**** Document extract
The London 2012 Olympic Games began last night with an opening ceremony watched by 62,000 people in the stadium and an estimated global television audience of one billion.
The show featured British celebrities and sportspeople, including David Beckham and Bradley Wiggins, screen characters Mr Bean and James Bond - and even a surprise acting debut from the Queen herself.
So what did commentators and pundits from across the UK and the world think of director Danny Boyle's celebration of British culture?
Simon Barnes, The Times:
"London turned down the option to celebrate giants and supermen and power and might and chose instead to celebrate people... Humour, above all things, humanises and there were elements of self-mockery that suggested that we could make this the humorous Games; the Games of humorous humanity in a land in which a joke and a grumble are never far away, and often enough one and the same thing."
Harvey Goldsmith, Music Promoter:
"I actually went to last dress rehearsal, and watched it live and then watched it last night. And strangely enough I was quite looking forward to watching it on TV, but the live experience was extraordinary... there was so much going on it was hard to pick it up on TV, so you lost a lot of that element which was a shame because in the actual stadium it was amazing."
Richard Williams, The Guardian:
"For four years, following Beijing was thought to be the most thankless task in show business. Danny Boyle made it happen. He made the stadium seem bigger than it is, as big as the world. He gave a party, full of jokes and warmth and noise and drama, and he got the Olympics started."
Historian Tim Stanley, Telegraph Blog:
"So after all of this, what is Britain? A country that can still put on a show, that has many identities, that is culturally rich, that has a battered landscape, that lost a lot when the factories were first built, that has patches of God still found lying about, that is intensely proud of what it got right (free healthcare, women's votes), but not too comfortable about what it got wrong (empire was never mentioned). It is a mess. A jolly wonderful mess. We're good at those."
Rick Dewsbury and Ian Garland, Daily Mail:
"There was no doubting the night's biggest star, local boy David Beckham, who transported the flame by speedboat under Tower Bridge to the stadium. It was the coolest moment of an amazing show and an estimated television audience of one billion tuned in worldwide."
Former Labour deputy leader Roy Hattersley, The Times:
"Presumably he hoped to capture the ethos of the whole host nation. But it is hard to feel romantic, or even sentimental, about anything as amorphous as the United Kingdom of Great Britain and Northern Ireland. And it is near impossible to identify characteristics that are common to the Cotswolds and the Gorbals, the Falls Road and the Brecon Beacons without taking refuge in references to 'this happy breed' — a bogus description of the English written by Shakespeare before the kingdoms were united."
Arlene Phillips, Commonwealth Games choreographer:
"I wished I had seen it live because I found the camera shots sometimes focusing on quite small moments which were exciting, but it didn't make your heart pound. And of course, there were some amazing things to see. I didn't feel I got it all as a viewer... But I also thought after the ceremony Danny Boyle should be running the country because this was a people's ceremony."
********
**** Dataset rows
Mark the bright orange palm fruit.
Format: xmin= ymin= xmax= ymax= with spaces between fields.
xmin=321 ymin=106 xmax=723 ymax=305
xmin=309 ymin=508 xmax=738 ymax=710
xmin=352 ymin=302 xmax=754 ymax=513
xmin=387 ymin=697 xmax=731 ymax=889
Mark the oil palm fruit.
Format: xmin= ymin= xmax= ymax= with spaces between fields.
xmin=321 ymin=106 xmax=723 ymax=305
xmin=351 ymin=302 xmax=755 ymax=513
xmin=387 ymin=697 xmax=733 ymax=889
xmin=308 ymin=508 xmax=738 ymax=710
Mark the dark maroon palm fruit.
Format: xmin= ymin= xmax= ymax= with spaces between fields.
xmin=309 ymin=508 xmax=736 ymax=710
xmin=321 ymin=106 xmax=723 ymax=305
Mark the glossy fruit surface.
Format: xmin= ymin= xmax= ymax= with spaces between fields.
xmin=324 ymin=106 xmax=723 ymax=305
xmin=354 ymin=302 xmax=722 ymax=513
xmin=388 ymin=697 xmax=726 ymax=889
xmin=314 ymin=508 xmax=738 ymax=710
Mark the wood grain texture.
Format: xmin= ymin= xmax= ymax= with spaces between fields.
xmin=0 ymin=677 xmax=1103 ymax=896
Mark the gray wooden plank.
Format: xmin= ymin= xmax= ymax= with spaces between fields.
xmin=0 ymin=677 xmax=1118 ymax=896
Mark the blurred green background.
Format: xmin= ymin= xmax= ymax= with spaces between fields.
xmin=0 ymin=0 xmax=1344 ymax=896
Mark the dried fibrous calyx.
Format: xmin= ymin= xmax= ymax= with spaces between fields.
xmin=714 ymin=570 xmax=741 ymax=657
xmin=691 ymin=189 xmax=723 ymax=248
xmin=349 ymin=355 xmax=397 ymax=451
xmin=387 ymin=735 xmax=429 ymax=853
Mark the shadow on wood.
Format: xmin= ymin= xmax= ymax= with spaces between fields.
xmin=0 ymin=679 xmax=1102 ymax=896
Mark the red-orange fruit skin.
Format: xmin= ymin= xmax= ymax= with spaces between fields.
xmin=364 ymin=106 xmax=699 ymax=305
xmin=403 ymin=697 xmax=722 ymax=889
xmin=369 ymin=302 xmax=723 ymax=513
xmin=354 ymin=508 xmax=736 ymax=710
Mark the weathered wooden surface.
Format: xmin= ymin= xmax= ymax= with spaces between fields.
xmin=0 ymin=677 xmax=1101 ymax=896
********
# Short task 1
Do these statements agree with the London 2012 ceremony text? Answer yes or no for each, and quote the words from the text that decide it.
(a) The opening ceremony was watched by 62,000 people in the stadium.
(b) David Beckham brought the flame to the stadium by helicopter.
(c) Harvey Goldsmith found watching on TV better than being there in person.
# Short task 2
Write a continuation of the London 2012 ceremony text, picking up after its final sentence.
The rows play no part here.

# Final answer 1
(a) Yes: "watched by 62,000 people in the stadium"
(b) No: "transported the flame by speedboat under Tower Bridge to the stadium"
(c) No: "but the live experience was extraordinary"

# Final answer 2
Andrew Gilligan, The Telegraph
"The NHS segment in particular underlined how surprisingly parochial this ceremony was. The idea of the Health Service as a beacon for the world is, bluntly, a national self-delusion."
Sarah Lyall, The New York Times:
"Britain presented itself to the world Friday night as something it has often struggled to express even to itself: a nation secure in its own post-empire identity, whatever that actually is... It was neither a nostalgic sweep through the past nor a bold vision of a brave new future. Rather, it was a sometimes slightly insane portrait of a country that has changed almost beyond measure since the last time it hosted the Games, in the grim postwar summer of 1948."
Anthony Faiola, The Washington Post:
"If the opening ceremonies of the London Games sometimes seemed like the world's biggest inside joke, the message from Britain resonated loud and clear: We may not always be your cup of tea, but you know - and so often love - our culture nonetheless. The themes showcased Britain, past, present and future, capturing the mind-set of a nation seeking to redefine itself through these Games after nearly a century of managed decline. A great empire, gone. Military might, ebbing. Sense of humour, very much intact... For an audience across the Atlantic, it seemed like the rock-and-roll Olympics, an event celebrating the shared culture of the English-speaking world — so much of it thanks to these relatively tiny isles."
The display "reminded a billion viewers of the best contributions that Britain has given to the world for over a century: its sense of humour, its music, and of course sport".
Greg Baum, The Sydney Morning Herald:
"Boyle's vivid and vibrant pageant set the tone for these Games and perhaps even a new direction for the Olympic movement. Rio has a hard act to follow, which won't deter it at all... His show did not take itself too seriously, but was never trivial. It was irreverent, but never disrespectful. It was clever, but did not outsmart itself. It was at once subversive and sublime. This is a country of royals and aristocrats, but Boyle's show rejoiced in the commoner."
Farayi Mungazi, BBC African Service, speaking on BBC Radio 4:
"Well, the London Olympics are of particular interest to Africa, simply because of Britain's colonial past on the continent... There was plenty of reaction on Twitter, and most of it very very positive. For instance, Ghana Web - Ghana's biggest website - called it "bloody brilliant", and one of Nigeria's most respected sports journalists tweeted that there are some things money can't buy, like the swell of pride in the chest of every British citizen. And the last comment from a Kenyan journalist I know personally says Beijing was nice, too technical, but London was more human...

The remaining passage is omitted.